_STATED PROBLEM A:_ According to the forum thread, what language was Sun's NeWS window server programmed in?
_STATED PROBLEM B:_ Return, word for word, the part of the forum thread that opens with the words containing "Depends what you" and closes with "be utterly worthless.".

_SUPPLIED TEXT:_

Depends what you mean by "safe". A back-of-the-envelope calculation
shows that with modern technology it would take more than 10 ** 257
years to complete. That puts it well into the Dark Era of the
universe, long after the black holes will have decayed, when I suspect
it will be difficult to find a continued power source for the computer
to run. And even if it somehow is still running, the process memory
will have been so thoroughly muddled by cosmic rays that the final
result of the calculation will be utterly worthless.
Chris Angelico
> A back-of-the-envelope calculation
> shows that with modern technology it would take more than 10 ** 257
> years to complete.
Then I propose that Python be extended to allow for underlying
hardware upgrades without terminating a script. This will be essential
to the finding of answers to these vital questions.
Chris Angelico
Chris Angelico
<steve+comp....@pearwood.info> wrote:
> (The fact that most of those start with P is almost certainly a
> coincidence.)
>
There's definitely something attractive about that letter. Lots of
programming languages' names start with P. I smell a conspiracy. The
word "programming" has been secretly attracting related words to its
corner of the alphabet... and the government's *covering it up* and
pretending there's nothing happening!
Chris Angelico
Gregory Ewing
> There's definitely something attractive about that letter. Lots of
> programming languages' names start with P.
Including one I invented some years ago, that (in the spirit
of C and its derivatives) was called simply "P".
(I was playing around with Sun's NeWS window server, which
was programmed in Postscript, and I got fed up with Forth-like
syntax, so I wrote a translator that took an infix language and
generated Postscript from it.)
--
Greg
Robert Brown
Steven D'Aprano <steve+comp....@pearwood.info> writes:
> If you value runtime efficiency over development time, sure. There are
> plenty of languages which have made that decision: Pascal, C, Java,
> Lisp, Forth, and many more.
I don't understand why you place Lisp and Forth in the same category as
Pascal, C, and Java. Lisp and Forth generally have highly interactive
development environments, while the other languages generally require an
edit, compile, run it again debugging cycle. Lisp in particular does a
better job than Python in optimizing developer time. I can change class
definitions interactively without restarting my program. I can add type
declarations to a single function and recompile it without restarting my
program. Python requires me to rewrite the slow bits of my program in C
to get good performance. Why is that an efficient use of developer
time?

_INFORMATION GIVEN:_
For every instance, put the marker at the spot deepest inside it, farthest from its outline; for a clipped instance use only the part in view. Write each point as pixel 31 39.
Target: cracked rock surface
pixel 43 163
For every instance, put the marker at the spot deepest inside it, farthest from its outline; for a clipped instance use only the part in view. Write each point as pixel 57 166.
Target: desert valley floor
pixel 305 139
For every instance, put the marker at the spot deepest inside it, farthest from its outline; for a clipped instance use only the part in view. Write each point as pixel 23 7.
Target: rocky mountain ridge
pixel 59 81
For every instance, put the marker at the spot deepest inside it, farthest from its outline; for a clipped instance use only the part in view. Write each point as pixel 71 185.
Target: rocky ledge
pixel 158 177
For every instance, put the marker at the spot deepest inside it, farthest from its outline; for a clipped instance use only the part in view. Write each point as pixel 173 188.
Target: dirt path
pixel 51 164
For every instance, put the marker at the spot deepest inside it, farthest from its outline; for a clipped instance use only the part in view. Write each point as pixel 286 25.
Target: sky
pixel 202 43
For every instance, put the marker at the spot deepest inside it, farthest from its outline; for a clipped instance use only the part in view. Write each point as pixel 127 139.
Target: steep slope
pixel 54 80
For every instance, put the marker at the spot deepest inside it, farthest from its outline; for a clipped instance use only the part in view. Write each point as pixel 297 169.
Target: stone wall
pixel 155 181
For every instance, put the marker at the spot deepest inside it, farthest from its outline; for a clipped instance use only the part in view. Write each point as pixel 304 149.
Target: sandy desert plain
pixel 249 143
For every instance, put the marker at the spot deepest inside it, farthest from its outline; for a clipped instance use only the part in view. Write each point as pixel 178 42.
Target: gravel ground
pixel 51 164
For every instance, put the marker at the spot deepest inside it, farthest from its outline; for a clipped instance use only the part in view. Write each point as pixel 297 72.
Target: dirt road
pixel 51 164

_REPLY A:_ Postscript

_REPLY B:_
Depends what you mean by "safe". A back-of-the-envelope calculation
shows that with modern technology it would take more than 10 ** 257
years to complete. That puts it well into the Dark Era of the
universe, long after the black holes will have decayed, when I suspect
it will be difficult to find a continued power source for the computer
to run. And even if it somehow is still running, the process memory
will have been so thoroughly muddled by cosmic rays that the final
result of the calculation will be utterly worthless.